▸ Assignment: Copy all of the data below verbatim, leaving out the pictures.

▸ Given data:
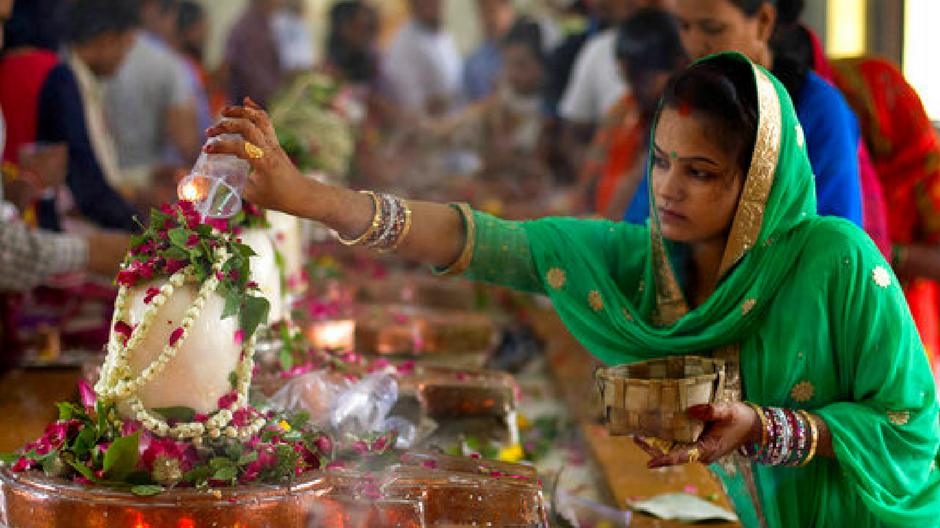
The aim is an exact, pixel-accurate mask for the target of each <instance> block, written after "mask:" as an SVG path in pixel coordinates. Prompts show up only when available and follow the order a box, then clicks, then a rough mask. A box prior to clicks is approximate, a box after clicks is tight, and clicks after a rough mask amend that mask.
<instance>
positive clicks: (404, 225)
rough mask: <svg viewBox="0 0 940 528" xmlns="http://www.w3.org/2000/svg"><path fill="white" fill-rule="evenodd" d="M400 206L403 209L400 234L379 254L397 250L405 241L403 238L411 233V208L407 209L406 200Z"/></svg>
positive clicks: (401, 203) (387, 252)
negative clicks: (404, 219)
mask: <svg viewBox="0 0 940 528" xmlns="http://www.w3.org/2000/svg"><path fill="white" fill-rule="evenodd" d="M401 205H402V207H404V208H405V225H404V226H403V227H402V228H401V233H400V234H399V235H398V238H397V239H396V240H395V243H394V244H392V245H391V246H389V247H388V249H380V250H379V253H388V252H389V251H395V250H396V249H398V246H400V245H401V243H402V242H403V241H404V240H405V237H407V236H408V232H409V231H411V207H408V200H402V201H401Z"/></svg>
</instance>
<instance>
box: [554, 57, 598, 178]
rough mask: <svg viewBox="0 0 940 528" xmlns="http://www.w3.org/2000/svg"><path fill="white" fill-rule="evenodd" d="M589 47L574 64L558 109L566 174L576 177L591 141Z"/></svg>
mask: <svg viewBox="0 0 940 528" xmlns="http://www.w3.org/2000/svg"><path fill="white" fill-rule="evenodd" d="M588 50H590V43H588V44H586V45H585V46H584V47H583V48H582V49H581V52H580V53H579V54H578V58H577V59H576V60H575V64H574V68H573V70H572V72H571V79H570V80H569V81H568V85H567V87H566V88H565V93H564V95H563V96H562V98H561V103H560V104H559V106H558V112H559V115H560V117H561V119H562V123H561V145H560V147H561V149H562V151H563V152H564V153H565V158H566V161H567V164H568V170H569V171H570V172H571V174H578V173H579V172H580V171H581V167H583V166H584V160H585V157H586V156H587V150H588V147H589V146H590V144H591V139H592V138H593V137H594V129H595V127H596V123H594V116H593V112H592V108H593V104H592V101H591V99H592V92H593V90H592V87H591V83H592V82H591V79H593V78H594V76H593V75H592V73H591V64H590V60H589V54H588V53H587V51H588Z"/></svg>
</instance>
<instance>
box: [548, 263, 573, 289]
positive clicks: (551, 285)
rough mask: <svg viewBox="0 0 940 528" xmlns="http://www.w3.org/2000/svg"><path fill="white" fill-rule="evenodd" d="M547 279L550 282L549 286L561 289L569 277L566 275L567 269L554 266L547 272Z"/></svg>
mask: <svg viewBox="0 0 940 528" xmlns="http://www.w3.org/2000/svg"><path fill="white" fill-rule="evenodd" d="M545 280H546V282H548V285H549V286H551V287H552V288H554V289H556V290H560V289H562V288H564V287H565V282H567V280H568V277H567V276H566V275H565V270H563V269H560V268H552V269H550V270H548V272H547V273H546V274H545Z"/></svg>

▸ Final answer:
The aim is an exact, pixel-accurate mask for the target of each <instance> block, written after "mask:" as an SVG path in pixel coordinates. Prompts show up only when available and follow the order a box, then clicks, then a rough mask. A box prior to clicks is approximate, a box after clicks is tight, and clicks after a rough mask amend that mask.
<instance>
positive clicks: (404, 225)
rough mask: <svg viewBox="0 0 940 528" xmlns="http://www.w3.org/2000/svg"><path fill="white" fill-rule="evenodd" d="M400 206L403 209L400 234L379 254L397 250L405 241L403 238L411 233V208L407 209L406 200Z"/></svg>
positive clicks: (401, 203) (387, 252)
negative clicks: (404, 219)
mask: <svg viewBox="0 0 940 528" xmlns="http://www.w3.org/2000/svg"><path fill="white" fill-rule="evenodd" d="M401 205H402V207H404V208H405V225H404V226H403V227H402V228H401V233H400V234H399V235H398V238H397V239H396V240H395V243H394V244H392V245H391V246H389V247H388V249H380V250H379V253H388V252H389V251H395V250H396V249H398V246H400V245H401V243H402V242H403V241H404V240H405V237H407V236H408V232H409V231H411V207H408V200H402V201H401Z"/></svg>
</instance>
<instance>
box: [554, 57, 598, 178]
rough mask: <svg viewBox="0 0 940 528" xmlns="http://www.w3.org/2000/svg"><path fill="white" fill-rule="evenodd" d="M589 47L574 64L558 109L566 174L576 177L591 141Z"/></svg>
mask: <svg viewBox="0 0 940 528" xmlns="http://www.w3.org/2000/svg"><path fill="white" fill-rule="evenodd" d="M588 50H590V43H588V44H586V45H585V46H584V47H583V48H582V49H581V52H580V53H579V54H578V58H577V59H576V60H575V64H574V68H573V70H572V72H571V79H570V80H569V81H568V85H567V87H566V88H565V93H564V95H563V96H562V98H561V103H560V104H559V106H558V112H559V115H560V117H561V119H562V123H561V145H560V147H561V149H562V151H563V152H564V153H565V158H566V161H567V164H568V170H569V171H570V172H571V174H578V173H579V172H580V171H581V167H583V166H584V160H585V157H586V156H587V150H588V147H589V146H590V144H591V139H592V138H593V137H594V129H595V127H596V123H594V116H593V112H592V108H593V104H592V101H591V99H592V92H593V90H592V87H591V83H592V82H591V79H593V78H594V76H593V75H592V73H591V64H590V60H589V54H588V53H587V51H588Z"/></svg>
</instance>
<instance>
box: [548, 263, 573, 289]
positive clicks: (551, 285)
rough mask: <svg viewBox="0 0 940 528" xmlns="http://www.w3.org/2000/svg"><path fill="white" fill-rule="evenodd" d="M547 279L550 282L549 286L561 289L569 277L566 275L567 269L554 266L547 272Z"/></svg>
mask: <svg viewBox="0 0 940 528" xmlns="http://www.w3.org/2000/svg"><path fill="white" fill-rule="evenodd" d="M545 280H546V282H548V285H549V286H551V287H552V288H554V289H556V290H560V289H562V288H564V287H565V282H567V280H568V277H567V276H566V275H565V270H563V269H560V268H552V269H550V270H548V272H547V273H546V274H545Z"/></svg>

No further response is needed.